REQUIREMENT:
Copy the lines below word for word, from the first line through the line containing "x=126 y=100", with both ends included.

═════ SUPPLIED INFORMATION

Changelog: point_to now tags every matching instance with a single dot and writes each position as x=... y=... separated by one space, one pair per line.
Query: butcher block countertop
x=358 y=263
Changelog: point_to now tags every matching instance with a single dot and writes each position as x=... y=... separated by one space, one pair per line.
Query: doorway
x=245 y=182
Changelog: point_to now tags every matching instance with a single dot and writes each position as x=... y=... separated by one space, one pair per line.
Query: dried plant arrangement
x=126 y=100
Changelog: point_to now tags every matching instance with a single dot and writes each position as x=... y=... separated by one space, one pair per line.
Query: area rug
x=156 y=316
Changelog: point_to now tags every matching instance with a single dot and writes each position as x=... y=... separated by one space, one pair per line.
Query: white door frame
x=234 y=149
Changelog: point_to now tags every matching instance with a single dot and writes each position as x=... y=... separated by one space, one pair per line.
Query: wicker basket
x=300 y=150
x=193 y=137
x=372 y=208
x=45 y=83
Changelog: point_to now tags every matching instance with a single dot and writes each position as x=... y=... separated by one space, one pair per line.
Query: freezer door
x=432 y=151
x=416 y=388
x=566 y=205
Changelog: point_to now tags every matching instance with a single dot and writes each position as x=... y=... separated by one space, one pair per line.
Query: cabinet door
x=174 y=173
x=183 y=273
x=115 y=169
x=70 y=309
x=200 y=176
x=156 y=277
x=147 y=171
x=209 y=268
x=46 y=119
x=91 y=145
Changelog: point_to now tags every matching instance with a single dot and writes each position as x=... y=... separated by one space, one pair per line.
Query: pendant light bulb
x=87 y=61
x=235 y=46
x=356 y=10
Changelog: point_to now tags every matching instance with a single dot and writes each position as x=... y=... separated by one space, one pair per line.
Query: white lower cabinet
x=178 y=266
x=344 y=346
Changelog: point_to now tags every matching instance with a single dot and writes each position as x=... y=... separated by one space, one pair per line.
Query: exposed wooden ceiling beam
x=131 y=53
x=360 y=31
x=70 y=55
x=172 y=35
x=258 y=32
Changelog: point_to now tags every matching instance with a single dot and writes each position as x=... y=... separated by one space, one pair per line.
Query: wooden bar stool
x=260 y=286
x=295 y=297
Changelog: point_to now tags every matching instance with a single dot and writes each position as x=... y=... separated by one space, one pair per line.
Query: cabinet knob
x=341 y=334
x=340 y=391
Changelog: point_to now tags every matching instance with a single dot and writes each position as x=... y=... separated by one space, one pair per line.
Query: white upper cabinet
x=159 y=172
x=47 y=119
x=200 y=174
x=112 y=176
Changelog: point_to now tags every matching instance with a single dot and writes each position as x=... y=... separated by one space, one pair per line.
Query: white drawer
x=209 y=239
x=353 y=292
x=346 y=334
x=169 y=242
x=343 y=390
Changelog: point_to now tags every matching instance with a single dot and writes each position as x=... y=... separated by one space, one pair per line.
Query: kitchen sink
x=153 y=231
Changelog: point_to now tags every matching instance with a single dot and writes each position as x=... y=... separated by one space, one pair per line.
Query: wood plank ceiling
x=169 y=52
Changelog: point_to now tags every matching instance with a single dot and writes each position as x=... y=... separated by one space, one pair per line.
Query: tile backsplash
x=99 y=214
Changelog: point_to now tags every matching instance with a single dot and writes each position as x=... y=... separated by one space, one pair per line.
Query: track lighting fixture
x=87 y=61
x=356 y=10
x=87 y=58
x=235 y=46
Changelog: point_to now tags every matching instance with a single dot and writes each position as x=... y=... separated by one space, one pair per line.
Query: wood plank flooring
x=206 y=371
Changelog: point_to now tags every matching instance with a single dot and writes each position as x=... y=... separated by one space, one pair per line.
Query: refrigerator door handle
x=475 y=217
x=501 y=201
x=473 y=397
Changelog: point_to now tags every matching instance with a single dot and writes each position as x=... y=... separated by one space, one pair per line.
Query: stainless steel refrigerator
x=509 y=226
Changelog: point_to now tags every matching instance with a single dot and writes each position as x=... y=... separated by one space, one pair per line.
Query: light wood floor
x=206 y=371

══════════

TASK RESPONSE:
Changelog: point_to now tags every matching instance with a single dot and writes each position as x=... y=... separated by one space, one pair per line.
Query: butcher block countertop
x=358 y=263
Changelog: point_to now tags every matching instance with a single dot and writes each position as x=... y=... separated by one space, one pair per line.
Query: doorway
x=245 y=182
Changelog: point_to now tags every matching instance with a single dot and writes each position as x=... y=... separated by one space, one pair per line.
Query: dried plant arrangement
x=126 y=100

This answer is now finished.